§ **What to work on**
Copy each of the entries below word for word, leaving every line unchanged.

+ + +

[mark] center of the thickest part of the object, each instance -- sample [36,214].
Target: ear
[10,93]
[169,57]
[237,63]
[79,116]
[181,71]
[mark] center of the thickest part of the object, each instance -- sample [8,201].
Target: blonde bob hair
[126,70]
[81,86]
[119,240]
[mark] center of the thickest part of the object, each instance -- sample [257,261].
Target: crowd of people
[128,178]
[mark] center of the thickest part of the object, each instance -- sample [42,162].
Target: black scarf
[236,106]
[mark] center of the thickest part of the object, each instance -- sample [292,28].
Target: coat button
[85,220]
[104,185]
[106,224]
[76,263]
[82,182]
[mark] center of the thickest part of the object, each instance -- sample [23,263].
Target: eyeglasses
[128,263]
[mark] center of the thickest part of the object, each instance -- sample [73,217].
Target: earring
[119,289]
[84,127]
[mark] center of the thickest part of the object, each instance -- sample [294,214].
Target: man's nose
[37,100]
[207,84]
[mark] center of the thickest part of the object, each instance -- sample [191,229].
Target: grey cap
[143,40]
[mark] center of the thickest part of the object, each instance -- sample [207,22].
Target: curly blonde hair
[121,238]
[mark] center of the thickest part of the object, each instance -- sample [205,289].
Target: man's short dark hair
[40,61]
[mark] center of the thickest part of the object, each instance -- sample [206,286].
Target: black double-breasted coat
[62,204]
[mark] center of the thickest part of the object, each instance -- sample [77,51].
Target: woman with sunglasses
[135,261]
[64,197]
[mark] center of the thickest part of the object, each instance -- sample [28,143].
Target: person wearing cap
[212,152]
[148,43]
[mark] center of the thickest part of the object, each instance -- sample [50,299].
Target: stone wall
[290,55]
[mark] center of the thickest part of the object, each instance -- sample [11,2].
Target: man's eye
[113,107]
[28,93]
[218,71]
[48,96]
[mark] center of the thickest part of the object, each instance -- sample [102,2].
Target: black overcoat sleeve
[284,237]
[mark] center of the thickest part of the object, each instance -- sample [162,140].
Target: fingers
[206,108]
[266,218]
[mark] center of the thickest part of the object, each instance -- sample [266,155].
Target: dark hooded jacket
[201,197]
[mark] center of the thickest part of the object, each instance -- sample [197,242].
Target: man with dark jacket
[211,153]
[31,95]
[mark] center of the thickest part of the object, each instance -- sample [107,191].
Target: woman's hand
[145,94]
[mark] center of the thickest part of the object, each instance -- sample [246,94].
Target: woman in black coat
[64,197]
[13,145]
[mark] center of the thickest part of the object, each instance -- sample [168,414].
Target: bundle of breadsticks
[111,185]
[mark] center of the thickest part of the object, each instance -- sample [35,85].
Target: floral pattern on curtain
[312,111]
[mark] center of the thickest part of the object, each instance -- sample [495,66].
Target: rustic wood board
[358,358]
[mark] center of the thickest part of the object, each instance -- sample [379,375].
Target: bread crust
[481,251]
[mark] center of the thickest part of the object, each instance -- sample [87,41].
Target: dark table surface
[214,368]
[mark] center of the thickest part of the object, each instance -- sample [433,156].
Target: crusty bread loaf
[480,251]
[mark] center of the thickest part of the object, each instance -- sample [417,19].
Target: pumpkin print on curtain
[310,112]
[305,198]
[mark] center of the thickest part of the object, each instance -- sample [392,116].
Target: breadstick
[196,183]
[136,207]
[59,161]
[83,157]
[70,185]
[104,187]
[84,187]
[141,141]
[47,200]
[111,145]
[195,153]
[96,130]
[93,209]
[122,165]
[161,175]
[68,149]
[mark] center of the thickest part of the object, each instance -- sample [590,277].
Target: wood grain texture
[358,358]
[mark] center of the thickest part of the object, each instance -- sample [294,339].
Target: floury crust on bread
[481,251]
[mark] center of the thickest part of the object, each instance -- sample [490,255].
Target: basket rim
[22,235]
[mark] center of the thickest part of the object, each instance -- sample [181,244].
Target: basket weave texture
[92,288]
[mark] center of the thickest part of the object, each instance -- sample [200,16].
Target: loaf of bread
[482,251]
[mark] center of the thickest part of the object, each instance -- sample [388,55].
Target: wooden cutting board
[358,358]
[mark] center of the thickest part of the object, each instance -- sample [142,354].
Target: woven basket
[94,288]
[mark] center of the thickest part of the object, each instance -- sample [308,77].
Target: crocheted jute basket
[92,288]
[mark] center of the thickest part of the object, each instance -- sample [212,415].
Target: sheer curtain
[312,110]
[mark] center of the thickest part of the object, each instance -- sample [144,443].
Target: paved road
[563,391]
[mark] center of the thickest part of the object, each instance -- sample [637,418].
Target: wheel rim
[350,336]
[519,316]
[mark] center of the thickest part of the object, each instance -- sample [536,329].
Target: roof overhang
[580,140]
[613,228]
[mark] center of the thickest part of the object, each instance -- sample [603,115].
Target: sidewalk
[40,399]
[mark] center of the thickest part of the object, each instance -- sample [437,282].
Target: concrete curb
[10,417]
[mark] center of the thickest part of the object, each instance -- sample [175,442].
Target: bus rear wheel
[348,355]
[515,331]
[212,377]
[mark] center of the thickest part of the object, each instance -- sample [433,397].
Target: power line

+ + +

§ **Complete answer**
[mark] center of the thickest part of the object, each instance -- sample [36,214].
Target: ear
[10,93]
[169,57]
[237,63]
[79,116]
[181,71]
[mark] center of the thickest part of the object, each instance -- sample [8,201].
Target: blonde bob hair
[126,70]
[81,86]
[119,240]
[mark] center of the thickest part of the object, each instance -- sample [257,261].
Target: crowd of people
[128,178]
[mark] center of the thickest part of the object, each instance -- sample [42,162].
Target: black scarf
[236,106]
[mark] center of the thickest part of the object, each instance -- sample [292,28].
Target: coat button
[85,220]
[104,185]
[106,224]
[76,263]
[82,182]
[mark] center of the thickest part of the object, each instance -- sample [23,263].
Target: eyeglasses
[128,263]
[mark] center of the thickest part of the object, each instance -- sample [73,217].
Target: earring
[119,289]
[84,127]
[mark] center of the thickest part of the object, each instance -- sample [294,214].
Target: man's nose
[37,100]
[207,84]
[mark] center of the thickest part of the object, each instance -- sample [191,229].
Target: grey cap
[143,40]
[mark] center of the thickest part of the object, each instance -- sample [207,22].
Target: curly blonde hair
[121,238]
[mark] center of the thickest part of the object, each instance -- sample [205,289].
Target: man's short dark hair
[40,61]
[mark] center of the thickest part of the object, each instance -- sample [206,286].
Target: black double-breasted coat
[62,204]
[mark] center of the thickest part of the object, each instance -- sample [77,51].
Target: woman with sunglasses
[135,261]
[64,197]
[mark] center of the thickest part of the object, each instance -- sample [28,143].
Target: person wearing cap
[212,152]
[148,43]
[mark] center of the thickest part of the object, each instance -- sample [50,299].
Target: stone wall
[290,55]
[mark] center of the thickest part of the object, each instance -- sample [11,2].
Target: man's eye
[113,107]
[28,93]
[218,71]
[48,96]
[mark] center of the thickest part of the object, each instance -- sample [102,2].
Target: black overcoat sleeve
[284,237]
[mark] center of the thickest part of the object, each instance -- sample [162,140].
Target: fingers
[206,108]
[266,218]
[mark] center of the thickest part of the object, each instance -- sample [266,155].
Target: dark hooded jacket
[201,197]
[mark] center of the thickest part of the object, each instance -- sample [197,242].
Target: man with dark jacket
[211,153]
[31,95]
[mark] center of the thickest part of the object, each instance -- sample [107,191].
Target: woman's hand
[145,94]
[mark] center of the thickest part of the object, each instance -- sample [246,94].
Target: woman in black coat
[64,197]
[13,145]
[mark] center of the thickest part of the object, each instance -- sample [168,414].
Target: bundle of breadsticks
[111,185]
[mark] center of the thickest part of the object, each instance -- sample [35,85].
Target: floral pattern on curtain
[312,111]
[mark] center of the thickest part of the object, each instance -- sample [495,66].
Target: rustic wood board
[358,358]
[mark] center of the thickest part of the object, each instance -- sample [379,375].
Target: bread crust
[481,251]
[mark] center of the thickest part of the object, each instance -- sample [87,41].
Target: dark table surface
[214,368]
[mark] center of the thickest part of the object, each instance -- sample [433,156].
Target: crusty bread loaf
[480,251]
[mark] center of the thickest part of the object, each instance -- sample [417,19].
Target: pumpkin print on curtain
[310,112]
[305,198]
[mark] center of the thickest part of the object, each instance -- sample [392,116].
Target: breadstick
[196,183]
[136,207]
[59,161]
[83,157]
[70,185]
[104,187]
[84,187]
[141,141]
[47,200]
[111,145]
[195,153]
[96,130]
[93,209]
[122,165]
[161,175]
[68,149]
[mark] center of the thickest part of the object, each instance -- sample [590,277].
Target: wood grain texture
[358,358]
[mark] center of the thickest part of the object, each instance -- sample [294,339].
Target: floury crust on bread
[481,251]
[mark] center of the thickest part of the object, each instance -- sample [490,255].
Target: basket rim
[22,235]
[mark] center of the thickest part of the object, each instance -- sample [181,244].
Target: basket weave texture
[92,288]
[mark] center of the thickest part of the object, each instance -- sample [200,16].
Target: loaf of bread
[482,251]
[mark] center of the thickest part of the object, each instance -- sample [388,55].
Target: wooden cutting board
[358,358]
[mark] center of the thickest part of the object, each instance -- sample [142,354].
Target: woven basket
[94,288]
[mark] center of the thickest part of the object, each instance -- sample [308,77].
Target: crocheted jute basket
[92,288]
[mark] center of the thickest part of the object, each instance -- sample [212,415].
Target: sheer curtain
[312,110]
[mark] center of the thickest part of the object, each instance -- sample [144,443].
Target: paved road
[563,391]
[mark] center of the thickest part of the object, each instance -- sample [637,418].
Target: wheel rim
[350,336]
[519,316]
[mark] center of the thickest part of the object, each instance -- sample [536,329].
Target: roof overhang
[580,140]
[613,228]
[mark] center of the thickest part of the object, each instance -- sample [603,115].
Target: sidewalk
[40,399]
[mark] center of the thickest part of the object, each instance -- sample [437,282].
Target: concrete curb
[10,417]
[mark] center of the thickest part of the object, each instance -- sample [175,442].
Target: bus rear wheel
[348,355]
[515,331]
[212,377]
[mark] center of the thickest part of the object, each instance -- sample [433,397].
Target: power line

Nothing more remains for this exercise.